- **What to work on**
Reproduce in full, word for word, the passage below on quantile regression with pinball loss.

═══ Text segment ═══

So how does one accomplish quantile regression with a neural network or gradient boosted model. Koenker and Hallock, 2001 generalize the idea of minimizing the sum asymmetrically weighted absolute residuals to yield quantiles. One can obtain an estimate of any quantile by tilting the \(l1\) loss function by an appropriate amount. This is known as tilted loss or pinball loss. The function looks like,

\[L_{\tau}(y-y^{*}) = \begin{cases} \tau(y-y^{*}),& \text{if } y\geq y^{*}\\ -(1-\tau)(y-y^{*}), & \text{if } y \lt y^{*} \end{cases}\]

*Figure 3. Pinball loss function. Dashed line represents tau = 0.5 or the l1 loss function.*

Notice that if the tilting parameter is \(\frac{1}{2}\) or \(50th\) quantile we recover the \(l1\) loss function.

def pinball_loss(q):
    def loss(y_actual, y_pred):
        return K.mean(K.maximum(q*(y_actual-y_pred), (q-1)*(y_actual-y_pred)), axis=1)
    return loss


# 10th quantile
simple_model_q10 = build_model()
simple_model_q10.compile(optimizer='adam', loss=pinball_loss(0.10))

earlystop = EarlyStopping(monitor='val_loss', patience=10)

model_hist = simple_model_q10.fit(
    x, y,
    batch_size=64,
    epochs=700,
    callbacks=[earlystop],
    shuffle=True,
    validation_split=0.2
)

pred_q10 = simple_model_q10.predict(x_pred)
delq10 = pred.flatten() - pred_q10.flatten()

═══ Collected material ═══

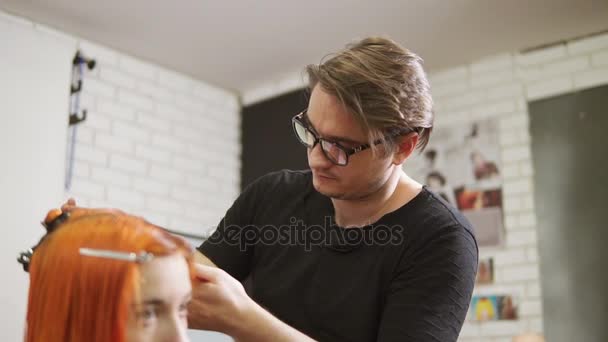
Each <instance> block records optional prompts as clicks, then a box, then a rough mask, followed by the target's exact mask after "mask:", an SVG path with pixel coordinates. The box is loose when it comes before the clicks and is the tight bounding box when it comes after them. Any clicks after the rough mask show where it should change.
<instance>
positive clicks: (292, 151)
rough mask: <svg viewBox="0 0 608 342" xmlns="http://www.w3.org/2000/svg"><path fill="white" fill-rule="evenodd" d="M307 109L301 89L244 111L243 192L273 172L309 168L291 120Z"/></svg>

═══

- **Answer section**
So how does one accomplish quantile regression with a neural network or gradient boosted model. Koenker and Hallock, 2001 generalize the idea of minimizing the sum asymmetrically weighted absolute residuals to yield quantiles. One can obtain an estimate of any quantile by tilting the \(l1\) loss function by an appropriate amount. This is known as tilted loss or pinball loss. The function looks like,

\[L_{\tau}(y-y^{*}) = \begin{cases} \tau(y-y^{*}),& \text{if } y\geq y^{*}\\ -(1-\tau)(y-y^{*}), & \text{if } y \lt y^{*} \end{cases}\]

*Figure 3. Pinball loss function. Dashed line represents tau = 0.5 or the l1 loss function.*

Notice that if the tilting parameter is \(\frac{1}{2}\) or \(50th\) quantile we recover the \(l1\) loss function.

def pinball_loss(q):
    def loss(y_actual, y_pred):
        return K.mean(K.maximum(q*(y_actual-y_pred), (q-1)*(y_actual-y_pred)), axis=1)
    return loss


# 10th quantile
simple_model_q10 = build_model()
simple_model_q10.compile(optimizer='adam', loss=pinball_loss(0.10))

earlystop = EarlyStopping(monitor='val_loss', patience=10)

model_hist = simple_model_q10.fit(
    x, y,
    batch_size=64,
    epochs=700,
    callbacks=[earlystop],
    shuffle=True,
    validation_split=0.2
)

pred_q10 = simple_model_q10.predict(x_pred)
delq10 = pred.flatten() - pred_q10.flatten()